* **PROBLEM TO WORK ON**
The answer must consist of each line below that contains the word "black", copied in full.

* **ENTRIES SHOWN**
>>>>>

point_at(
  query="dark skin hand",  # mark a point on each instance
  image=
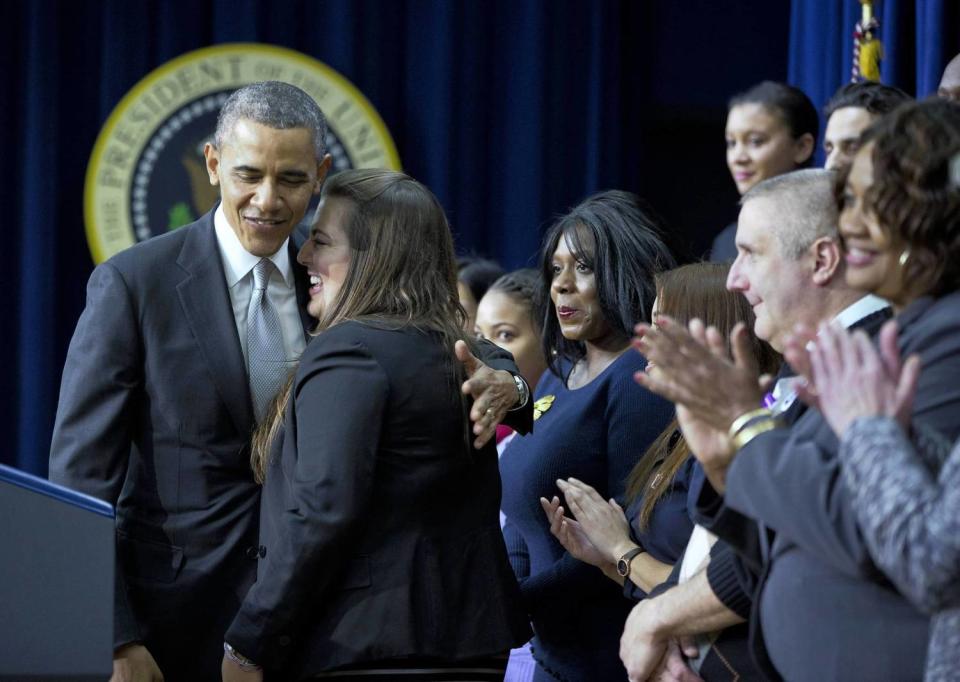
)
(493, 391)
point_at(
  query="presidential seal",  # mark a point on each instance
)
(147, 175)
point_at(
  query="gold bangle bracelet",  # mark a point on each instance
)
(742, 420)
(748, 434)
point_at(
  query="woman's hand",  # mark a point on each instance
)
(603, 522)
(570, 534)
(852, 379)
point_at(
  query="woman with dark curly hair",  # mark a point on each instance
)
(900, 221)
(771, 129)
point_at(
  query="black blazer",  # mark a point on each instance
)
(379, 526)
(155, 417)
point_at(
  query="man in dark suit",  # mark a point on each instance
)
(168, 373)
(790, 268)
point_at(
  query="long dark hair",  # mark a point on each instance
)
(402, 271)
(697, 290)
(627, 251)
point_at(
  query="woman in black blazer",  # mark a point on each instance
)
(381, 548)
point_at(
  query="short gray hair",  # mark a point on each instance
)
(276, 105)
(806, 207)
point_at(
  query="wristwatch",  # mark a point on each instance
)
(623, 564)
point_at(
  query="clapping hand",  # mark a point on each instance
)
(694, 370)
(603, 521)
(849, 378)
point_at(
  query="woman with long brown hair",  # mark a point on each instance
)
(380, 546)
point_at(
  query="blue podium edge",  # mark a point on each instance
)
(42, 486)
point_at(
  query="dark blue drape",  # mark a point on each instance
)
(511, 110)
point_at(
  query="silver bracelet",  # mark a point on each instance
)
(238, 658)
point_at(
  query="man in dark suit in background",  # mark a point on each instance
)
(183, 341)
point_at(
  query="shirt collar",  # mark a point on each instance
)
(860, 309)
(237, 261)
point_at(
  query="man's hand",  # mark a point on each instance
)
(493, 391)
(641, 649)
(674, 668)
(232, 672)
(603, 521)
(693, 369)
(133, 663)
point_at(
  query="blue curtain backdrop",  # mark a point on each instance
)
(511, 110)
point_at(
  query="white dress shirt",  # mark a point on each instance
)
(238, 264)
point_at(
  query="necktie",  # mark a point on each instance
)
(266, 361)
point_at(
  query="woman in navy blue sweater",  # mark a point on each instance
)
(593, 423)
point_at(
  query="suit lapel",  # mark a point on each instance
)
(209, 312)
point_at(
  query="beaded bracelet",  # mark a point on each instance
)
(238, 658)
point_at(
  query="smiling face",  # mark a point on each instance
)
(508, 322)
(267, 177)
(327, 256)
(842, 137)
(871, 254)
(573, 291)
(759, 145)
(777, 288)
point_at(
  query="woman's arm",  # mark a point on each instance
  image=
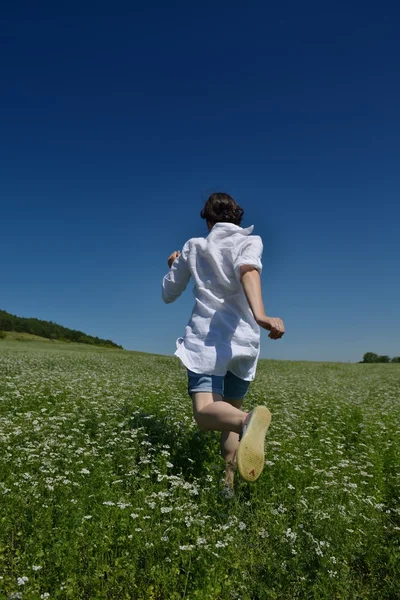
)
(175, 282)
(251, 281)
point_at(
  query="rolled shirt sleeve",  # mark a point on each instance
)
(250, 253)
(175, 282)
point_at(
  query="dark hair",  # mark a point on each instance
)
(221, 208)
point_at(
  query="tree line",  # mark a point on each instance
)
(370, 357)
(50, 330)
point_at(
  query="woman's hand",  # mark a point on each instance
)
(272, 324)
(173, 257)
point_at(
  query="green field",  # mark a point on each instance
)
(108, 490)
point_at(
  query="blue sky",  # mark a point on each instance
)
(119, 120)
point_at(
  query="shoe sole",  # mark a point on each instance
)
(250, 455)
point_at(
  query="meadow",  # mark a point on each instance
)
(109, 491)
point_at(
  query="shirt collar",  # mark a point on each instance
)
(226, 229)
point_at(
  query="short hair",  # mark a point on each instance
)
(222, 208)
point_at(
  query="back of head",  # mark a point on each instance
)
(221, 208)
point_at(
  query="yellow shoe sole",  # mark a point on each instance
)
(250, 454)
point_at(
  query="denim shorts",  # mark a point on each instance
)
(230, 386)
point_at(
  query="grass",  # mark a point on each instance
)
(20, 336)
(108, 490)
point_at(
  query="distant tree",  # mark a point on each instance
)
(50, 330)
(370, 357)
(383, 358)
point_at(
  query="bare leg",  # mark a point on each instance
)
(229, 446)
(213, 414)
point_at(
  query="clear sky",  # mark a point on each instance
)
(117, 121)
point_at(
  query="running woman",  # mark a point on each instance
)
(221, 344)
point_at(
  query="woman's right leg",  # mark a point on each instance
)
(212, 413)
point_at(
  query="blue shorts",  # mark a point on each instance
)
(229, 386)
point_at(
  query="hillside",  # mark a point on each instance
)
(49, 330)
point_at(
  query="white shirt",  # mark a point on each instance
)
(222, 334)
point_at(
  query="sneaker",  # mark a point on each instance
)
(250, 454)
(226, 490)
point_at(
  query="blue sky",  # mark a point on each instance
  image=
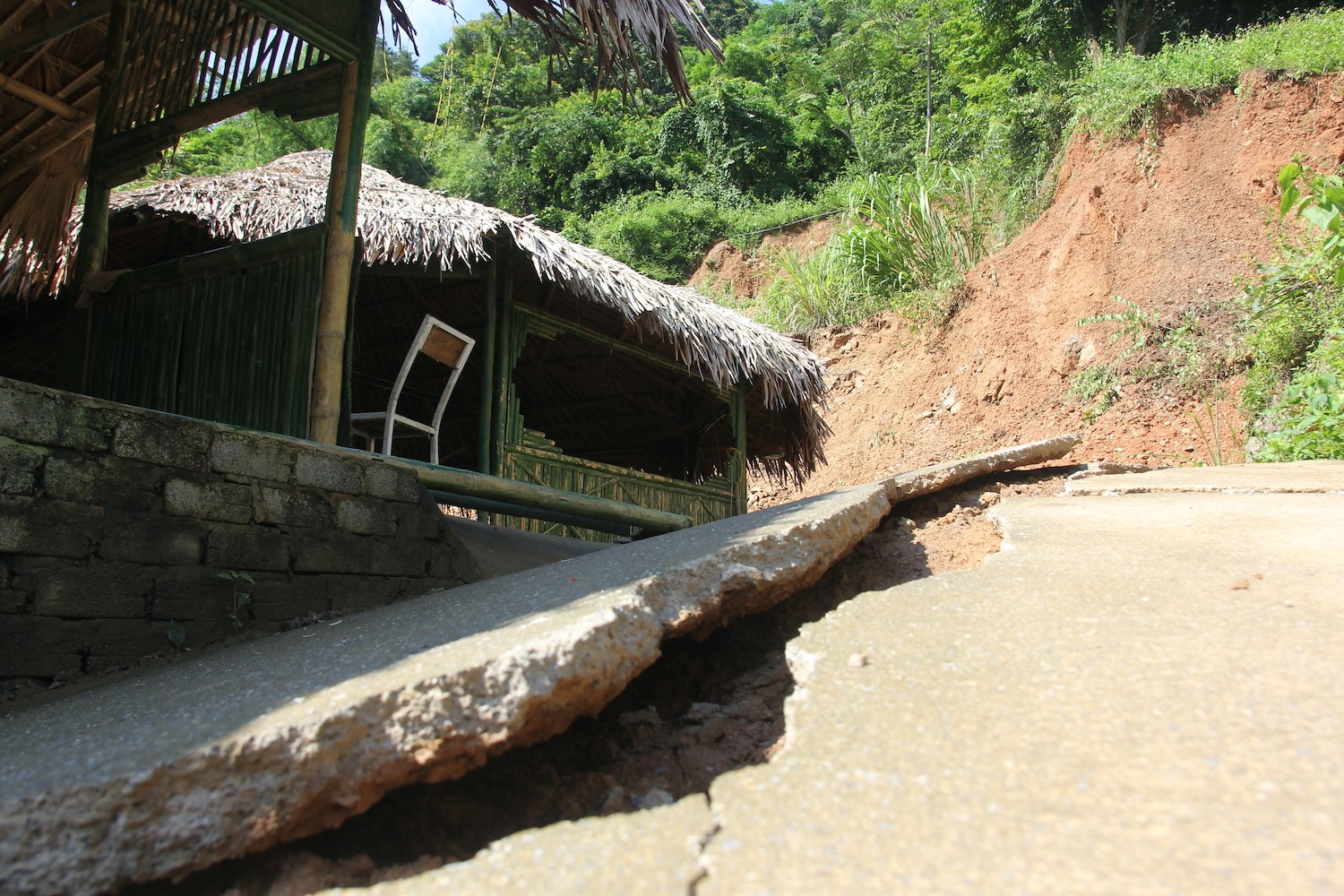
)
(435, 23)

<<<<<

* **SOLUTION TO THIS EXERCISE**
  query="black blazer",  # mark a point on each instance
  query="woman in black blazer",  # mark a point on each instance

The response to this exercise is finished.